### DATA FOR REVIEW

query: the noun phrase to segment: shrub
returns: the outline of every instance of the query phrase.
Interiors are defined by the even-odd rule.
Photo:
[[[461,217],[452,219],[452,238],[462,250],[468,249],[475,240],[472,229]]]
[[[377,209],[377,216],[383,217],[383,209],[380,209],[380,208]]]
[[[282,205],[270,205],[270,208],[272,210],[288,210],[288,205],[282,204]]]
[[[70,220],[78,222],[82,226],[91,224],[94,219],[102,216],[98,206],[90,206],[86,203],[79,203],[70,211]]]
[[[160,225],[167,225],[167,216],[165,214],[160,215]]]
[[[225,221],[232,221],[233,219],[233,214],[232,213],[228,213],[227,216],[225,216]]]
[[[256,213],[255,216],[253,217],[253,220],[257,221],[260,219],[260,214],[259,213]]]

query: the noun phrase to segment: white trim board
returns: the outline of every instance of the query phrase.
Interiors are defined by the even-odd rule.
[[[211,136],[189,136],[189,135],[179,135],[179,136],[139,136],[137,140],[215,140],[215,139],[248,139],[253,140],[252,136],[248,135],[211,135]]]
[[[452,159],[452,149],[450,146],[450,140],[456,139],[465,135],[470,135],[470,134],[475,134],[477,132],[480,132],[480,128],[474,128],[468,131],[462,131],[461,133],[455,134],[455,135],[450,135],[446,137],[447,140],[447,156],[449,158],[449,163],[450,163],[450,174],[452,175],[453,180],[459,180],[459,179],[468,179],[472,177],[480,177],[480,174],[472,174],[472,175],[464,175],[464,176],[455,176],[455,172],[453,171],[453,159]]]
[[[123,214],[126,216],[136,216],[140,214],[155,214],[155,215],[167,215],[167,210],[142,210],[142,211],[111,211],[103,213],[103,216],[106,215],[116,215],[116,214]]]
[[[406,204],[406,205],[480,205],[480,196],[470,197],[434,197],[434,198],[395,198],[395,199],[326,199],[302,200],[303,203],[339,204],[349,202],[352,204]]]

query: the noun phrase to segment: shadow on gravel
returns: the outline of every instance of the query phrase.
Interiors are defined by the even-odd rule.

######

*WORK TO COMPLETE*
Each line of the data is to be written out again exactly.

*ANSWER FOR THIS EXERCISE*
query: the noun phrase to segment: shrub
returns: the outline of every instance of the query phrase.
Interiors are defined by the even-odd rule.
Photo:
[[[461,217],[452,219],[452,238],[462,250],[468,249],[475,240],[472,229]]]
[[[377,209],[377,216],[383,217],[383,209],[380,209],[380,208]]]
[[[282,205],[270,205],[270,208],[272,210],[288,210],[288,205],[282,204]]]
[[[70,220],[78,222],[82,226],[91,224],[94,219],[102,216],[98,206],[90,206],[86,203],[79,203],[70,211]]]
[[[160,225],[167,225],[167,216],[165,214],[160,215]]]
[[[225,221],[232,221],[233,219],[233,214],[232,213],[228,213],[227,216],[225,216]]]
[[[256,213],[255,216],[253,217],[253,220],[257,221],[260,219],[260,214],[259,213]]]

query: the noun phrase to segment: white trim board
returns: the outline of every instance of the query phrase.
Interiors are defined by the even-odd rule.
[[[211,136],[189,136],[189,135],[179,135],[179,136],[139,136],[137,140],[215,140],[215,139],[248,139],[253,140],[252,136],[248,135],[211,135]]]
[[[452,159],[452,149],[450,146],[450,140],[456,139],[465,135],[470,135],[470,134],[475,134],[477,132],[480,132],[480,128],[474,128],[468,131],[462,131],[461,133],[455,134],[455,135],[450,135],[446,137],[447,140],[447,156],[449,158],[449,163],[450,163],[450,174],[452,175],[453,180],[459,180],[459,179],[468,179],[472,177],[480,177],[480,174],[472,174],[472,175],[464,175],[464,176],[455,176],[455,172],[453,171],[453,159]]]
[[[123,214],[126,216],[136,216],[140,214],[155,214],[155,215],[167,215],[167,210],[142,210],[142,211],[111,211],[103,213],[103,216],[106,215],[116,215],[116,214]]]
[[[406,204],[406,205],[480,205],[480,196],[470,197],[434,197],[434,198],[395,198],[395,199],[326,199],[302,200],[303,203],[339,204],[349,202],[352,204]]]

query: the noun phrase to segment: shadow on gravel
returns: the outline of every instance of the query phrase.
Interiors are defined by the even-odd rule.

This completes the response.